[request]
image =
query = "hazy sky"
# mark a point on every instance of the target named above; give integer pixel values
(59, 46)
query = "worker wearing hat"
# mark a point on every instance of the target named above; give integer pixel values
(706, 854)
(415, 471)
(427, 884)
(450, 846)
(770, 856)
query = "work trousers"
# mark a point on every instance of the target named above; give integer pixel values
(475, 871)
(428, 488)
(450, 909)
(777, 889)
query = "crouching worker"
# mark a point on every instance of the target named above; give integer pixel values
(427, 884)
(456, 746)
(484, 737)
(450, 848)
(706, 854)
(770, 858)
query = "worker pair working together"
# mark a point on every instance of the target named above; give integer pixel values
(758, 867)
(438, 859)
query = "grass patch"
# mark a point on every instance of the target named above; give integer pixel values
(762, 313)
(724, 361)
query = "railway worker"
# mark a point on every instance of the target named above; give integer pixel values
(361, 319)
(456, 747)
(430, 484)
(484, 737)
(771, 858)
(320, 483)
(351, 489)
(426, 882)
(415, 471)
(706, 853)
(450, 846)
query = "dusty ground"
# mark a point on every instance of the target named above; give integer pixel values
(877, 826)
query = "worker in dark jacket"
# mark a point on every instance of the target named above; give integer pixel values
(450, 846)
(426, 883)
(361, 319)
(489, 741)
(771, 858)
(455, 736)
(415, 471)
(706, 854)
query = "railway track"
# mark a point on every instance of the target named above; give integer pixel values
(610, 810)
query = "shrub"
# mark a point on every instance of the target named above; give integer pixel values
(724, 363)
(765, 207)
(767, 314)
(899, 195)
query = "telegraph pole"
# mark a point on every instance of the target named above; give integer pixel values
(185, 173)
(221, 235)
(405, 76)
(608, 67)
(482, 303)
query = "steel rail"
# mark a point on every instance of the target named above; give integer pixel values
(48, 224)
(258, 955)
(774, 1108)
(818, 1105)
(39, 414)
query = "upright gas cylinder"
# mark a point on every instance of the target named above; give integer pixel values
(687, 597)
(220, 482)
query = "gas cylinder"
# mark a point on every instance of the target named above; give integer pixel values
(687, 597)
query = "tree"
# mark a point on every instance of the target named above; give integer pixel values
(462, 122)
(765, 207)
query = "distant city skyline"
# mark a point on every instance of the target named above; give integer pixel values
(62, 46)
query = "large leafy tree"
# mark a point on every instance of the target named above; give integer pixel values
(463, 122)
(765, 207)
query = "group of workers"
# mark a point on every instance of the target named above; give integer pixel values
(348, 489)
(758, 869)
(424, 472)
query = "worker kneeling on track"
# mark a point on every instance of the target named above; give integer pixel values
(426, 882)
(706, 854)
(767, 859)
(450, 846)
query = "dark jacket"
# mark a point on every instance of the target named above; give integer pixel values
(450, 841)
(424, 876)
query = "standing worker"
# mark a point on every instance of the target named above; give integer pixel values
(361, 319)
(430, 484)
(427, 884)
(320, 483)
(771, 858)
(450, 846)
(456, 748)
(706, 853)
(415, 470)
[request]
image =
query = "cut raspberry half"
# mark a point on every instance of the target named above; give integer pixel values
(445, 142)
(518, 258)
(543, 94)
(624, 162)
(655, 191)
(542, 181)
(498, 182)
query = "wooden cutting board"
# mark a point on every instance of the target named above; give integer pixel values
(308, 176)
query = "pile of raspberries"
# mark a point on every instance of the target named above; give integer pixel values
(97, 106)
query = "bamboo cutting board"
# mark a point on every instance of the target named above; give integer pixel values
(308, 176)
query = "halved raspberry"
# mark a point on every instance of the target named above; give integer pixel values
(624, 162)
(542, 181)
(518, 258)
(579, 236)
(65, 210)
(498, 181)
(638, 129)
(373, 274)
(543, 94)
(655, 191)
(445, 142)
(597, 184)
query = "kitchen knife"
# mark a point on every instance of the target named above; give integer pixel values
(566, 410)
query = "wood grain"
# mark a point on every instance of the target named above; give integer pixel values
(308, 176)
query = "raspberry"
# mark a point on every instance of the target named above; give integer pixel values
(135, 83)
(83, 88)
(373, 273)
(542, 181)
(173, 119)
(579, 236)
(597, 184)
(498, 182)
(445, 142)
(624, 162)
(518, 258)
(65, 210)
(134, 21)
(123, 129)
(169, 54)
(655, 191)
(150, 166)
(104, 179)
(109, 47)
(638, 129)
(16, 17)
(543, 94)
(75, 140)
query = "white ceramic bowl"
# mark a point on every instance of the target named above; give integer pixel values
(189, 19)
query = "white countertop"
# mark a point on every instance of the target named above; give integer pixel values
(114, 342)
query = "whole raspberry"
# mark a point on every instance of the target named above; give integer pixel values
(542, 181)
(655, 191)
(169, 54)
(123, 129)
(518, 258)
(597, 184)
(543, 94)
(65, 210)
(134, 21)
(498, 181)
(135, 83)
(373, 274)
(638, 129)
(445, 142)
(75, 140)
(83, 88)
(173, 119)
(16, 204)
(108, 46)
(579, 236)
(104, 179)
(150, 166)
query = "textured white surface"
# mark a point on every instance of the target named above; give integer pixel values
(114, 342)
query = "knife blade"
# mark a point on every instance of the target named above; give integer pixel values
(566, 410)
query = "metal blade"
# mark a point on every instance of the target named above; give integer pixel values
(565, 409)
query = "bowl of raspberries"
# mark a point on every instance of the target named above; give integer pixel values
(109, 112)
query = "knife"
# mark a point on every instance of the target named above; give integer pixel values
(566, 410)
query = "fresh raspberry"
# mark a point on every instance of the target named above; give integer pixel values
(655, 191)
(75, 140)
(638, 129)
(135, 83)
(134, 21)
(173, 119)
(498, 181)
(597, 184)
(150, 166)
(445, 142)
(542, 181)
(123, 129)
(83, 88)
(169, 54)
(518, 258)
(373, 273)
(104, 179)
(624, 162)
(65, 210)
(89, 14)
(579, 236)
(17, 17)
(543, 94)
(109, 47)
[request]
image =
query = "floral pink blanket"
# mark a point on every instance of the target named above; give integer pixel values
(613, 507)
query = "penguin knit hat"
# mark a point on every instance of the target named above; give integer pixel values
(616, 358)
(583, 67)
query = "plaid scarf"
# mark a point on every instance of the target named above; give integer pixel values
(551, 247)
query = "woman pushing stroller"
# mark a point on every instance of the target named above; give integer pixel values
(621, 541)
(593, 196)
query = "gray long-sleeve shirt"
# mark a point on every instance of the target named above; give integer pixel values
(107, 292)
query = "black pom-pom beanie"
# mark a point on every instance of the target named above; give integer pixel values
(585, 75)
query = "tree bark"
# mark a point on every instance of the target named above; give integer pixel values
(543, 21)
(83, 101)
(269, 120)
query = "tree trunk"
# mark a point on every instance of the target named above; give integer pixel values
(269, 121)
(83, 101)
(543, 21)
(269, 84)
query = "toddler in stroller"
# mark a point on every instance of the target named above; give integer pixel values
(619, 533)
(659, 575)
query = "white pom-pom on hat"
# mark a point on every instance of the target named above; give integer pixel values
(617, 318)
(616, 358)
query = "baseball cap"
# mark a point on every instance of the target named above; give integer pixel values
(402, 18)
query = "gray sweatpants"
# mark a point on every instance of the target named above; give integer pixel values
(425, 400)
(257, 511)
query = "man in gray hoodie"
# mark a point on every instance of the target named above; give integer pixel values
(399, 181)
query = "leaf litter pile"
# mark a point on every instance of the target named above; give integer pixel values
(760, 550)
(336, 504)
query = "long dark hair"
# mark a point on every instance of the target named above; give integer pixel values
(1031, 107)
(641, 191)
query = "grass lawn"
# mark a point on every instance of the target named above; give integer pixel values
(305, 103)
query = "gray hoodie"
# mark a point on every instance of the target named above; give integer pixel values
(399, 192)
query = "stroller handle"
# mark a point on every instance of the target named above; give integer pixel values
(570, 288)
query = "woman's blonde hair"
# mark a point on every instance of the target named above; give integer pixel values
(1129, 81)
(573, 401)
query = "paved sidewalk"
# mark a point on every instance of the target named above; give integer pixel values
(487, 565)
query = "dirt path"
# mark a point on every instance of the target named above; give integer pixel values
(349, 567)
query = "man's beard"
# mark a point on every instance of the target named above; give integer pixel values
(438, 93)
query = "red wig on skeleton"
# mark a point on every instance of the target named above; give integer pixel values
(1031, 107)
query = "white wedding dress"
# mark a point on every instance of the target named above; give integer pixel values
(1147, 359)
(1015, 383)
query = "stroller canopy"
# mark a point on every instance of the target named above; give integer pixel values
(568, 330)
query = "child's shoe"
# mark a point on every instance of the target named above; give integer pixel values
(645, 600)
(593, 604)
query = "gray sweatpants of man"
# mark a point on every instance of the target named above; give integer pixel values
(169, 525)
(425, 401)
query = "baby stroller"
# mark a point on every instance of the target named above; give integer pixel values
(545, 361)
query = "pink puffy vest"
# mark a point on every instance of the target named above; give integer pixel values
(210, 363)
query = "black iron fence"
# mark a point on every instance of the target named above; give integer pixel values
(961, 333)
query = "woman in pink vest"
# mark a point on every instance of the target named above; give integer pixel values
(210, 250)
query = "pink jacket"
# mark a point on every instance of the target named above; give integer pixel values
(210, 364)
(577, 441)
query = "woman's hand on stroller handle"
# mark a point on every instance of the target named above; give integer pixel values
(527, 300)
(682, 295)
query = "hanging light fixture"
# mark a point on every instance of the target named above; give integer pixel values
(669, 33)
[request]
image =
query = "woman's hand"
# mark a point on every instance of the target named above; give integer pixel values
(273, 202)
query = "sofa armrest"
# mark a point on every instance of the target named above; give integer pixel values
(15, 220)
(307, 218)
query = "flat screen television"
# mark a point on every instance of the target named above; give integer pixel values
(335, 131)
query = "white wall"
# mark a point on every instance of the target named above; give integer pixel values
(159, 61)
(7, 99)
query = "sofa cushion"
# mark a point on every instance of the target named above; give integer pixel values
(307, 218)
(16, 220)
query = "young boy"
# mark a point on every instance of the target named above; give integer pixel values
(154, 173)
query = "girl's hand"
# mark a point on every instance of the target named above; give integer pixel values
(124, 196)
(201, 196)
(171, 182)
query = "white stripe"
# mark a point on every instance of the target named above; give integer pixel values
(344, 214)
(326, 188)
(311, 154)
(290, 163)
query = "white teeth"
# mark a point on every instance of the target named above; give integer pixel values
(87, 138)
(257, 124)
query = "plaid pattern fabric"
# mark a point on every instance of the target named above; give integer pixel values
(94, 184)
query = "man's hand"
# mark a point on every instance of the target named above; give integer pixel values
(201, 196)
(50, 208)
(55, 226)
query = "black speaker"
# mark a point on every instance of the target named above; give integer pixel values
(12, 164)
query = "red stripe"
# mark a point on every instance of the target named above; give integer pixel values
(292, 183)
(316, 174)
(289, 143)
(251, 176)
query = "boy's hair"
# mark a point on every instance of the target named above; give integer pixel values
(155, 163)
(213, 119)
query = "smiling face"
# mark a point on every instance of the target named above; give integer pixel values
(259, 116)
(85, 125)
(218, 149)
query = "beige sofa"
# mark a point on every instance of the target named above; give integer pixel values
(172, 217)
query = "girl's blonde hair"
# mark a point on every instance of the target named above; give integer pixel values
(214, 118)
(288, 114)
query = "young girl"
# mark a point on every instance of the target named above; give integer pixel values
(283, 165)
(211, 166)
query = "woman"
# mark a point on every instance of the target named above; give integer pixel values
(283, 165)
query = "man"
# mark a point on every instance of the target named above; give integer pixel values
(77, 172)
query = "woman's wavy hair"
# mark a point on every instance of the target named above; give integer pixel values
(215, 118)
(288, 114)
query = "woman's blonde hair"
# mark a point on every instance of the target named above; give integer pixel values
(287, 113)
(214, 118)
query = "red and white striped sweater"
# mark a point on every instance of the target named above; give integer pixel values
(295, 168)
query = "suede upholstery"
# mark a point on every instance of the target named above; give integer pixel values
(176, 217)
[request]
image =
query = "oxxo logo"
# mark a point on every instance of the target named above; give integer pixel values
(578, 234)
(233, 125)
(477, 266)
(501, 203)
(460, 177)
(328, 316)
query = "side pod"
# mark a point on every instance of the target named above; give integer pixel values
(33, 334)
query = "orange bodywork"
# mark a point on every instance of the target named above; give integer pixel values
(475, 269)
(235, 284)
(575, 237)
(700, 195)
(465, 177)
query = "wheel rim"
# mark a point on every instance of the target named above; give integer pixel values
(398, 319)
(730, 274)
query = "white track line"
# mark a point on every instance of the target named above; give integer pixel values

=-=-=

#### [Exercise details]
All lines above that contain the word "track" are to be copied.

#### [Worked solution]
query = "railway track"
query = "worker kneeling on track"
query = "white track line"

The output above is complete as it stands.